» TASK PROMPT: Write the data below out exactly as it stands. Do not include the pictures.

» EXERCISE DATA:
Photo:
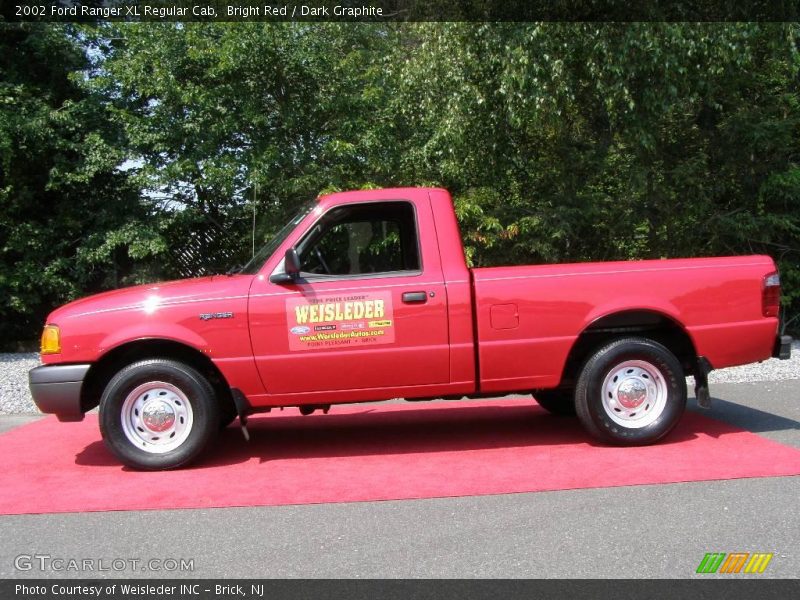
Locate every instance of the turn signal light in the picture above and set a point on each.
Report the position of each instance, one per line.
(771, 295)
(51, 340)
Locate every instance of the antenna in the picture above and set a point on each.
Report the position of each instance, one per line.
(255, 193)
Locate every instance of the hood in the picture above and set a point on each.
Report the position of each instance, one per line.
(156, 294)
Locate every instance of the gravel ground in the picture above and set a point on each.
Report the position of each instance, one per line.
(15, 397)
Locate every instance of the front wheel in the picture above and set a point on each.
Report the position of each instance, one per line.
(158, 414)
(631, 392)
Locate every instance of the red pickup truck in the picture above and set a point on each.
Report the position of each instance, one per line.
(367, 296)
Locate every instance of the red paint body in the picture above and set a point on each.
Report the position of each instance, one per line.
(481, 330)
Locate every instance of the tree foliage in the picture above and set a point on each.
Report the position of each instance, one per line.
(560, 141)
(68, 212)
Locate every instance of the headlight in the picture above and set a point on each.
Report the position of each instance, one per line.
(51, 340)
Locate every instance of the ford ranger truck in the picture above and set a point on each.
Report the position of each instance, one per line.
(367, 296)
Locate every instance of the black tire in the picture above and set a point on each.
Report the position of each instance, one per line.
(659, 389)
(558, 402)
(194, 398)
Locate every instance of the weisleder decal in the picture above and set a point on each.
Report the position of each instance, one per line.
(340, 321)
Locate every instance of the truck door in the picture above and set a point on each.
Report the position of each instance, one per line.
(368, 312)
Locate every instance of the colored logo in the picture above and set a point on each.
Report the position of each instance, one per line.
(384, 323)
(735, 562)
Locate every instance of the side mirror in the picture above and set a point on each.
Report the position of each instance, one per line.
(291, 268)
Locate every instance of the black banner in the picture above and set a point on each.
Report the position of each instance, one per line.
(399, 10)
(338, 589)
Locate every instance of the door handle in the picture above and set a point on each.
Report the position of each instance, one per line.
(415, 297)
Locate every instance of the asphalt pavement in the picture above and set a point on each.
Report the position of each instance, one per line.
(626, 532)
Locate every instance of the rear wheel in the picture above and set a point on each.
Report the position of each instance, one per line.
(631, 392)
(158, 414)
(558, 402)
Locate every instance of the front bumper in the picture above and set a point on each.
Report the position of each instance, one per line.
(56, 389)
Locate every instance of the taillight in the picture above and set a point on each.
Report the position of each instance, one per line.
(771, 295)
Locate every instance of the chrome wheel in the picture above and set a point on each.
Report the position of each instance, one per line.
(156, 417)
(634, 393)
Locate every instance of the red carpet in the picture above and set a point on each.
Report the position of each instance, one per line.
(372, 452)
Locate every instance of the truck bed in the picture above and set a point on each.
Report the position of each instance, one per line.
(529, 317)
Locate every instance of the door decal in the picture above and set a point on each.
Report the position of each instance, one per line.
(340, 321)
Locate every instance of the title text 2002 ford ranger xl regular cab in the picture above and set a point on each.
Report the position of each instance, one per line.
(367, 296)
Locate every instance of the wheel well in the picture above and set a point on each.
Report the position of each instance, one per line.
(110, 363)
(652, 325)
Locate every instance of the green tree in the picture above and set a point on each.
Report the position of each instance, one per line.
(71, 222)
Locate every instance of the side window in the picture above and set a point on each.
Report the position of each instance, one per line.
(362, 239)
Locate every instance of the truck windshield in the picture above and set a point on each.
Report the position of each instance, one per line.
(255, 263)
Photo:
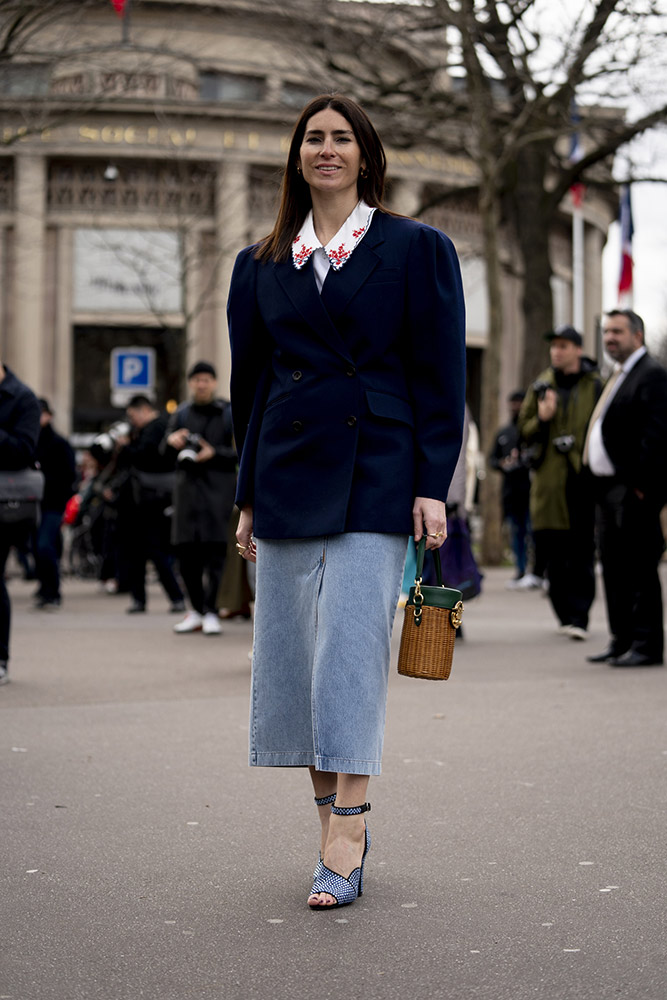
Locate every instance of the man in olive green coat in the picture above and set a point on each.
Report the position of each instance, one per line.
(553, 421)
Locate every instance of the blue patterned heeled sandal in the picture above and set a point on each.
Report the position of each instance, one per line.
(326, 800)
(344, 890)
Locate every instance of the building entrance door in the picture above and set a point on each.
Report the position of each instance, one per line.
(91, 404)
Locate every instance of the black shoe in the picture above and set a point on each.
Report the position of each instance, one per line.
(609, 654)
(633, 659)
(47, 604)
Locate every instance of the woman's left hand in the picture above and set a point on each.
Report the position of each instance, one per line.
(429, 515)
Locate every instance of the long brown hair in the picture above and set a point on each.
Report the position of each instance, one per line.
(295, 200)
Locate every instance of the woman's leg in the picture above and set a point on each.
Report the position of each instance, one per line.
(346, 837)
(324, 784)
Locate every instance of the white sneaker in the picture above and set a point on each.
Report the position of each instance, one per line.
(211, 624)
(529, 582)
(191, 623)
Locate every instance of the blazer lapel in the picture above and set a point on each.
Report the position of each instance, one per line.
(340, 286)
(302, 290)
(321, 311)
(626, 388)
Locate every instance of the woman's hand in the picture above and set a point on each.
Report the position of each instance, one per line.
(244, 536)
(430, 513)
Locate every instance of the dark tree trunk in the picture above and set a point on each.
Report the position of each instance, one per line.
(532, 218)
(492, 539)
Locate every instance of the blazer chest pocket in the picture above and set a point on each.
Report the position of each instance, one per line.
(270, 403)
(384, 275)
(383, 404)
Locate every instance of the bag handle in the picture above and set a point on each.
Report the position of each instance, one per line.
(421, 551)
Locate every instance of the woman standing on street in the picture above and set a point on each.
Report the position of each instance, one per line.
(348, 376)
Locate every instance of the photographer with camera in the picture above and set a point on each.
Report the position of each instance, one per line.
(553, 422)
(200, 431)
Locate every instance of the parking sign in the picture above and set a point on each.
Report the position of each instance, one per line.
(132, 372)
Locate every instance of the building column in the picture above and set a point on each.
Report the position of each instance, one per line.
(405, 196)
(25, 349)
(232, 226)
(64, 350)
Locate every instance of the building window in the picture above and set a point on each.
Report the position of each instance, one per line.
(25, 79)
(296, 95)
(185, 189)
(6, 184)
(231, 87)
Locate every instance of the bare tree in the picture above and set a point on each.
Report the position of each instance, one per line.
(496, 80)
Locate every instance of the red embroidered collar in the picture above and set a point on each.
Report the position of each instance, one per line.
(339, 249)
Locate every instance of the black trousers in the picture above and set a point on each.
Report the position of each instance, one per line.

» REPLY:
Photo:
Locate every instance of the turn signal light in the picture above and set a point on each.
Report the position of each instance, one per line.
(771, 295)
(51, 340)
Locate every instance of the antenna in the picture above and set a point on each.
Report the position of each instance, one per line.
(255, 193)
Locate every instance of the hood in the picture above and set a point on each.
Report the position of each instance, one per line.
(156, 294)
Locate every instance of the gravel ground in the picture above and set a point on each.
Report the position of each instance, one per line.
(15, 397)
Locate every instance of the front wheel in the picture above and set a point on each.
Report the position of each instance, one per line.
(158, 414)
(631, 392)
Locate every instance of the red pickup truck in the picture above and set a point on each.
Report the position of each instance, one per line.
(367, 296)
Locate every instance of the red paint body in the picture above and set a point on each.
Report the position of each instance, one per line.
(481, 330)
Locate every instance of the tree foliage in the picture above and set a point on each.
Report the position of each instance, one per line.
(560, 141)
(68, 212)
Locate every instance of the headlight in the picture above and set a point on each.
Report the position of each instance, one per line.
(51, 340)
Locate every instance of the ford ranger truck in the picture above and set a point on each.
Report the position of each instance, one per line.
(367, 296)
Locate every instance of the black tire in the picture above and set a point on each.
Report the position of each instance, one per line.
(659, 389)
(558, 402)
(194, 398)
Locate every instance of the weisleder decal in the picture above and set a point on each.
Report the position of each instance, one per line.
(340, 321)
Locate every instance of the truck door in the picture above and set a point on each.
Report the position of each instance, one per line.
(368, 312)
Locate every instance of the colored logo in the picture above and set a point on each.
Report the position of each instance, one per line.
(384, 323)
(735, 562)
Locate every instance of the side mirror in the picture above and set a point on each.
Report the position of each instance, one per line.
(291, 268)
Locate every instance of the black banner in the picture above and set a point on each.
Report the position of each instance, one per line.
(399, 10)
(338, 589)
Locate every instance of the door handle in the picture above and set a point on each.
Report the position of each instance, one per line.
(415, 297)
Locate every instance of the asphalt pavement in the picture above and set a point on each.
Report the position of each instance, one per line.
(626, 532)
Locate every instance of the rear wheel in the picture above and set a point on each.
Report the position of each instance, one per line.
(631, 392)
(158, 414)
(558, 402)
Locate every instance of the front bumper in the picture above and set a point on each.
Report the position of each instance, one per line.
(56, 389)
Locate every instance of the taillight in the picture above and set a point on each.
Report the position of each instance, one per line.
(771, 295)
Locate every instance of the chrome wheel in the picture above and set a point on each.
Report the position of each instance, one per line.
(156, 417)
(634, 393)
Locate every instance of the red carpet in the picture above and set a point on each.
Report the position of each instance, one per line.
(372, 452)
Locate every instance of the truck bed in the picture above and set a point on each.
Report the position of each instance, one per line.
(529, 317)
Locate every instance of the door decal in the picture above and set a point on each.
Report the position of each instance, one per line.
(340, 321)
Locate every instance of the title text 2002 ford ranger xl regular cab in the picture above and set a point on each.
Report the position of each instance, one per line.
(367, 296)
Locate every instance of the wheel well in the picture above and set a point on each.
Report the position of each instance, one per line.
(110, 363)
(652, 325)
Locate every instance of the green tree in the picture above and set a point on each.
Report the position of each instance, one per line.
(71, 222)
Locate every instance of the side window in the picture above and set a point on each.
Report the position of each instance, one per line.
(362, 239)
Locate every instance of the truck windshield in the picture above and set a point on each.
Report the position of each instance, one per line.
(255, 263)
Photo:
Locate every instance of the man in olive green coat in the picture above and set a point on each.
Report the position of each instance, one per line.
(553, 421)
Locate every instance of the blue patterned heeled sandal in the picture above and set a point on each.
Report the position of each instance, one per line.
(326, 800)
(344, 890)
Locate every instance of the building entrance door in the picture above and set a point on each.
Report the position of each instance, one per line.
(91, 404)
Locate every instance of the black shoe in the picture above and set a point on each.
Report the position of each instance, one per line.
(609, 654)
(633, 659)
(47, 604)
Locate every instance of the woman's left hand in the picture above and set a point on each.
Report the position of each instance, one per line.
(429, 515)
Locate every instance of the long brown hair in the picture above and set a point on each.
Report the position of each instance, one per line.
(295, 200)
Locate every instance of the woman's leg in the picture above and set a point on each.
Report the position of each instance, one per line.
(346, 837)
(324, 784)
Locate every instance of the white sneaker in the picture above and set a point on each.
Report the position of each instance, one per line.
(211, 624)
(529, 582)
(191, 623)
Locate every instance of the blazer lapel in the picture above and set a point on each.
Report the position of each instance, one per line.
(340, 286)
(302, 290)
(321, 311)
(626, 388)
Locate every instance of the woman's hand in the picture above and set a point on each.
Report the position of each instance, one per line.
(244, 536)
(430, 513)
Locate every instance of the dark tree trunk in the picture above and set a point on each.
Report the position of each instance, one per line.
(532, 218)
(492, 539)
Locate every instance of the blazer chest pocket in the picture above and set a point on each.
Report the position of each instance, one per line.
(270, 403)
(384, 275)
(383, 404)
Locate every instance of the bag handle in the picture above and set a point on each.
Report the position of each instance, one per line.
(421, 551)
Locate every instance of the woman standing on street in the picture above and set a point on each.
Report the position of each instance, one per line.
(348, 376)
Locate every instance of the photographer with camera in the picture above and set a point on each.
Report the position of each instance, one per line.
(553, 422)
(200, 431)
Locate every instance of the parking sign in the picture above and set a point on each.
Report the position of each instance, one per line.
(132, 372)
Locate every instance of the building column in the picture above and set a point on each.
Report the position of each instance, one per line.
(405, 196)
(25, 349)
(232, 226)
(64, 350)
Locate every instance of the building window in the picture above and set a point on each.
Report the position of each instance, one per line.
(25, 79)
(296, 95)
(185, 189)
(6, 184)
(231, 87)
Locate every instance of the bare tree in the picture above and set a point on each.
Report the position of each instance, one per line.
(496, 80)
Locate every instance of the red embroidered collar in the picture above and set a point on each.
Report the position of each instance, one per line.
(339, 249)
Locate every instance of the black trousers in the picture above and set a point on each.
Report the position of each instance, one per line.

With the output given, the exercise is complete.